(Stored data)
++++++++++++++++++++

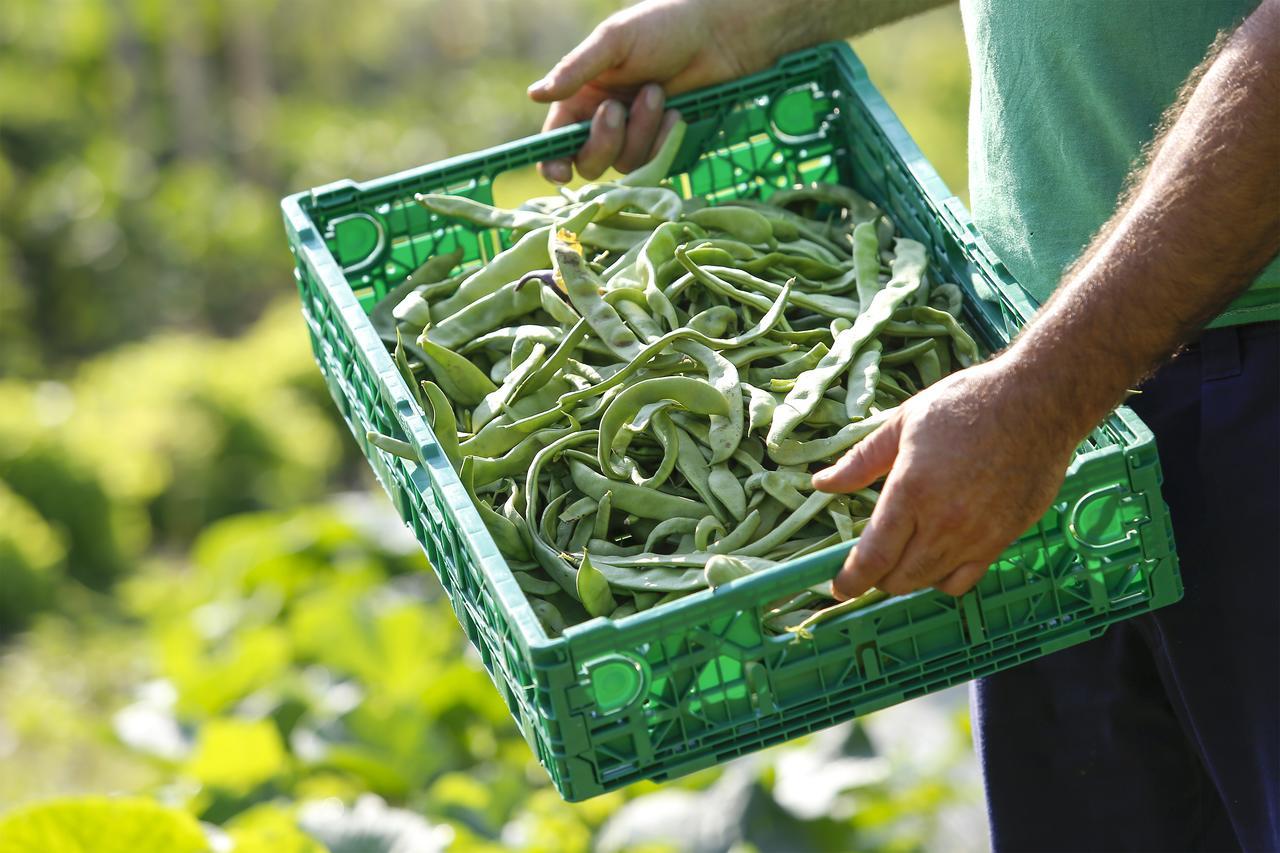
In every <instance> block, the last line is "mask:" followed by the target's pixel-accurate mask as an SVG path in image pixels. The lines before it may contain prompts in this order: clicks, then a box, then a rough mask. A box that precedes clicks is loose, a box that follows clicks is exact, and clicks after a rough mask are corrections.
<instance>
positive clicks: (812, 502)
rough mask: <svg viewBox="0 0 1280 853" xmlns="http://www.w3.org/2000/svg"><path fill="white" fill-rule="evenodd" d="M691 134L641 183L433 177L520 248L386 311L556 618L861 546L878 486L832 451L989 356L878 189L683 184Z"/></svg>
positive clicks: (454, 444)
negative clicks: (705, 188)
mask: <svg viewBox="0 0 1280 853" xmlns="http://www.w3.org/2000/svg"><path fill="white" fill-rule="evenodd" d="M682 133H684V127H682V126H680V127H678V128H677V131H675V132H673V133H672V134H669V136H668V138H667V140H666V141H664V142H663V145H662V150H660V154H659V156H658V158H657V159H655V160H654V161H652V163H650V164H648V165H646V167H644V168H641V169H639V170H636V172H634V173H631V174H630V175H627V177H626V178H625V179H622V181H620V182H613V183H595V184H588V186H586V187H582V188H581V190H577V191H567V190H566V191H562V196H563V197H550V199H540V200H539V199H535V200H530V201H529V202H526V204H524V205H520V206H518V207H516V209H513V210H503V209H499V207H495V206H492V205H486V204H481V202H477V201H474V200H468V199H462V197H454V196H448V195H440V193H425V195H422V196H421V197H420V199H419V201H420V204H421V205H422V206H424V207H426V209H428V210H430V211H431V213H433V215H436V216H442V218H448V219H451V220H453V222H457V223H463V225H462V227H466V225H470V227H472V228H475V229H500V233H502V237H503V238H504V240H507V238H509V240H515V243H513V245H511V246H509V248H507V250H504V251H502V252H499V254H498V255H495V256H494V257H492V259H490V260H489V261H488V263H485V264H483V265H480V266H474V264H475V259H474V257H471V259H466V257H465V256H463V255H462V252H461V251H454V252H451V254H448V255H439V256H436V257H431V259H428V263H426V264H424V265H422V266H420V268H419V269H417V270H415V272H413V273H412V274H411V275H410V278H408V279H407V280H403V282H401V283H399V284H398V286H394V287H390V289H389V291H388V295H387V296H385V297H384V298H383V300H380V301H379V302H376V304H375V305H374V306H372V310H371V315H370V319H371V320H372V321H374V328H375V330H376V332H378V334H379V336H380V337H381V338H383V339H384V341H385V342H387V345H388V351H389V352H390V355H392V361H393V364H394V368H396V370H397V371H398V373H399V374H401V375H402V377H403V379H404V380H406V384H407V386H408V388H410V389H411V392H412V393H413V401H412V403H413V405H416V406H419V407H421V410H422V414H424V415H425V418H426V420H428V423H429V424H430V427H431V430H433V433H434V434H435V437H436V439H438V442H439V444H440V450H442V451H443V453H444V456H445V457H447V459H448V460H449V464H451V465H452V466H453V467H454V469H456V470H457V471H458V476H460V479H461V480H462V483H463V487H465V489H466V491H467V493H468V494H470V496H471V500H472V501H474V502H475V505H476V510H477V512H479V514H480V517H481V520H483V521H484V525H485V528H486V529H488V530H489V532H490V535H492V537H493V539H494V542H495V543H497V546H498V548H499V551H500V552H502V553H503V555H504V556H506V557H507V561H508V564H509V565H511V567H512V570H513V571H515V573H516V576H517V583H518V584H520V587H521V589H522V590H525V593H526V596H529V598H530V603H531V606H532V608H534V612H535V613H536V615H538V617H539V620H540V621H541V624H543V625H544V628H545V630H547V631H548V634H549V635H554V634H557V633H559V631H562V630H563V629H564V628H567V626H568V625H570V624H573V622H579V621H584V620H586V619H591V617H609V619H622V617H626V616H632V615H636V616H635V617H636V619H643V616H641V615H639V613H641V612H643V611H646V610H649V608H652V607H663V606H664V605H666V603H668V602H672V601H676V599H677V598H681V597H684V596H689V594H691V593H694V592H698V590H700V589H707V588H712V589H714V588H717V587H721V585H723V584H726V583H732V581H733V580H737V579H740V578H745V576H748V575H750V574H754V573H756V571H763V570H767V569H768V567H769V566H773V565H776V564H777V562H781V561H788V560H796V558H800V557H803V556H806V555H810V553H814V552H817V551H819V549H822V548H826V547H829V546H832V544H835V543H838V542H847V540H849V539H851V538H855V537H856V535H859V534H860V532H861V530H863V528H865V525H867V524H868V520H869V516H870V514H872V511H873V508H874V506H876V501H877V498H878V494H877V493H876V492H873V491H870V489H864V491H860V492H858V493H854V494H849V496H835V494H828V493H823V492H817V491H814V488H813V483H812V466H813V465H815V464H820V462H823V461H828V460H832V459H835V457H836V456H838V455H840V453H842V452H845V451H846V450H847V448H849V447H852V446H854V444H855V443H856V442H859V441H861V439H863V438H865V437H867V435H869V434H870V433H872V432H873V430H874V429H877V428H878V427H879V425H882V424H883V423H886V420H888V419H890V418H892V416H893V411H895V407H896V406H897V405H900V403H902V402H904V401H906V400H908V398H909V397H910V396H911V394H913V393H915V392H916V391H918V389H919V388H923V387H925V386H928V384H931V383H933V382H937V380H938V379H941V378H942V377H943V375H946V374H947V373H948V371H950V370H951V368H952V362H955V364H956V365H961V366H963V365H968V364H972V362H973V361H975V360H977V359H978V357H979V350H978V345H977V343H975V342H974V339H973V337H972V336H970V334H969V332H968V330H966V329H965V328H964V327H963V325H961V324H960V323H959V316H960V314H961V309H963V301H961V297H963V292H961V289H960V288H959V287H956V286H954V284H938V286H936V287H933V288H932V289H931V287H929V278H931V277H932V278H934V279H937V275H936V272H931V273H929V275H927V274H925V264H927V259H928V255H927V252H925V248H924V246H923V245H920V243H916V242H913V241H910V240H905V238H897V240H895V233H893V227H892V224H891V223H888V220H887V219H886V218H883V216H881V215H879V213H878V209H877V207H876V206H874V205H872V204H870V202H868V201H867V200H864V199H861V197H860V196H859V195H858V193H856V192H852V191H850V190H847V188H844V187H836V186H827V184H810V186H805V187H797V188H795V190H794V191H781V192H777V193H774V196H773V197H772V202H773V204H764V202H759V201H754V200H749V199H746V200H739V201H733V202H731V204H727V205H718V206H716V205H708V204H707V202H705V201H704V200H684V199H681V197H680V196H678V193H677V192H676V191H673V190H672V188H669V187H668V186H659V184H660V183H662V179H663V178H664V177H666V175H667V173H668V172H669V170H671V169H672V168H673V167H675V159H676V156H677V154H678V151H680V147H681V134H682ZM672 186H680V184H678V183H676V184H672ZM778 205H787V206H790V209H786V207H782V206H778ZM797 211H799V213H797ZM805 211H809V213H814V214H819V215H823V216H828V219H827V220H818V219H812V218H806V216H805V215H800V214H801V213H805ZM451 245H454V243H451ZM468 260H470V264H471V265H472V266H470V268H467V269H466V272H462V273H457V274H456V275H454V277H453V278H451V279H447V280H442V279H443V277H447V275H449V274H451V273H452V272H453V270H454V269H457V268H460V264H463V265H465V261H468ZM390 284H392V283H388V286H390ZM419 329H421V332H422V334H421V336H419V341H417V343H413V342H408V341H399V338H401V333H404V334H406V336H407V337H412V336H415V334H417V330H419ZM428 374H429V375H430V379H428V380H421V382H420V379H421V377H424V375H428ZM367 441H369V442H370V443H371V444H372V446H375V447H380V448H383V450H384V451H385V452H389V453H392V455H396V456H399V457H403V459H406V460H411V461H419V453H420V448H419V447H416V446H413V444H412V443H410V442H406V441H402V439H397V438H393V437H390V435H384V434H380V433H376V432H371V433H370V434H369V437H367ZM828 596H829V592H828V589H827V587H826V585H824V584H822V585H818V587H814V588H812V589H805V590H796V592H795V593H792V594H790V596H785V597H782V598H780V599H778V601H777V602H776V603H774V605H773V606H772V608H771V610H769V611H768V613H767V615H765V619H764V626H765V629H767V630H781V631H785V630H787V629H788V628H790V629H796V633H797V634H799V635H806V633H808V631H810V630H812V629H813V626H814V625H818V624H820V622H822V621H823V620H826V619H831V617H833V616H838V615H840V613H841V612H847V610H849V608H851V607H854V606H852V605H840V606H837V607H835V608H828V607H826V603H828V602H829V597H828Z"/></svg>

++++++++++++++++++++

About this exercise =>
Word for word, restate the lines above from the line containing "rough mask: <svg" through the line containing "positive clicks: (454, 444)", with both included and nothing else.

Output =>
rough mask: <svg viewBox="0 0 1280 853" xmlns="http://www.w3.org/2000/svg"><path fill="white" fill-rule="evenodd" d="M691 134L641 183L433 177L520 248L386 311L556 618L861 546L878 486L832 451L989 356L878 189L683 184Z"/></svg>
positive clicks: (454, 444)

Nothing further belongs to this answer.